Stored dataset items:

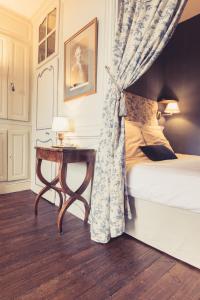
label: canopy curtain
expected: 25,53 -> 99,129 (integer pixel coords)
90,0 -> 187,243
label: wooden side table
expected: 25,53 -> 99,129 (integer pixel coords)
35,147 -> 96,233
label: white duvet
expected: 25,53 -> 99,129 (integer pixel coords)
127,155 -> 200,213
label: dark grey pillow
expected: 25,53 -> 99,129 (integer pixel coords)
140,145 -> 177,161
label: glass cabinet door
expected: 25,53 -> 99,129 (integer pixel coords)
38,8 -> 57,64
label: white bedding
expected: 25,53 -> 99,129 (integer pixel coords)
127,155 -> 200,213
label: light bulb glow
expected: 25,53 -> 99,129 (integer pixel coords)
164,102 -> 180,115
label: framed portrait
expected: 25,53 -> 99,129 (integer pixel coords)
64,18 -> 97,101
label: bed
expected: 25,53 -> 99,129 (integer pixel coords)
126,155 -> 200,268
125,93 -> 200,269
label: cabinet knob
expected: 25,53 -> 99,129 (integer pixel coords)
10,82 -> 15,92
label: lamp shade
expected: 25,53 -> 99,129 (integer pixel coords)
52,117 -> 69,132
164,102 -> 180,115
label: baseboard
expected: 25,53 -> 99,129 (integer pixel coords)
0,180 -> 31,194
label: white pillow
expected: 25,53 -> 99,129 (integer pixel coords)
141,125 -> 173,151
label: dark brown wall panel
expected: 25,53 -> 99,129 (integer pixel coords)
129,15 -> 200,155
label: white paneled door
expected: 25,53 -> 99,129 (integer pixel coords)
0,130 -> 7,181
8,130 -> 30,181
0,35 -> 8,119
8,40 -> 30,121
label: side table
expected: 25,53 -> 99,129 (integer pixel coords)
35,147 -> 96,233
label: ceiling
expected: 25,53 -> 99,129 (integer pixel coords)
0,0 -> 45,19
0,0 -> 200,22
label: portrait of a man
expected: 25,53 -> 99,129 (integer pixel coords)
64,18 -> 97,101
70,38 -> 88,89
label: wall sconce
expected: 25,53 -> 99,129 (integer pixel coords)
157,99 -> 180,119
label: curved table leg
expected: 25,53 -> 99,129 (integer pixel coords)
34,159 -> 63,216
57,161 -> 94,233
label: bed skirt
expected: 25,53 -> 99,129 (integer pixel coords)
126,197 -> 200,269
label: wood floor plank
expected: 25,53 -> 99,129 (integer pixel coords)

What to work on: Reproduce every line of these records, omitting the pictures from your answer.

Answer in full:
label: canopy curtain
expected: 25,53 -> 99,129 (integer pixel coords)
90,0 -> 187,243
label: wooden side table
expected: 25,53 -> 99,129 (integer pixel coords)
35,147 -> 96,233
label: white duvet
expected: 25,53 -> 99,129 (integer pixel coords)
127,155 -> 200,213
label: dark grey pillow
expected: 25,53 -> 99,129 (integer pixel coords)
140,145 -> 177,161
label: glass cabinet door
expected: 25,53 -> 99,129 (integer pixel coords)
38,8 -> 57,64
label: white bedding
expected: 25,53 -> 99,129 (integer pixel coords)
127,155 -> 200,213
label: light bulb glow
expected: 25,53 -> 99,129 (integer pixel coords)
164,102 -> 180,115
label: framed portrait
expected: 25,53 -> 99,129 (integer pixel coords)
64,18 -> 97,101
label: bed
expected: 25,53 -> 99,129 (integer pixel coords)
126,155 -> 200,268
125,93 -> 200,269
label: cabinet knob
expected: 25,53 -> 99,129 (integer pixel coords)
10,82 -> 15,92
label: lamp shade
expected: 25,53 -> 99,129 (integer pixel coords)
52,117 -> 69,132
164,102 -> 180,115
label: baseboard
expected: 25,53 -> 99,129 (integer pixel coords)
0,180 -> 31,194
label: white pillow
expected: 25,53 -> 99,129 (integer pixel coords)
141,125 -> 173,151
label: dark brown wall panel
expected: 25,53 -> 99,129 (integer pixel coords)
129,15 -> 200,155
label: white paneled door
expected: 25,53 -> 99,129 (integer pixel coords)
0,130 -> 7,181
8,130 -> 30,181
0,35 -> 8,119
8,40 -> 30,121
label: side table
expected: 25,53 -> 99,129 (integer pixel coords)
35,147 -> 96,233
label: ceiling
expected: 25,53 -> 99,129 (integer pixel coords)
0,0 -> 45,19
0,0 -> 200,22
label: portrait of a man
expected: 25,53 -> 99,129 (integer pixel coords)
64,18 -> 97,101
70,38 -> 88,89
label: wall sconce
expected: 25,53 -> 99,129 (integer pixel coords)
157,99 -> 180,119
label: curved table leg
expected: 25,53 -> 99,129 (integer pixel coords)
34,159 -> 63,216
57,161 -> 94,233
label: bed skirt
expected: 25,53 -> 99,129 (integer pixel coords)
126,197 -> 200,269
label: wood floor plank
expected: 25,53 -> 99,129 (integer pixel coords)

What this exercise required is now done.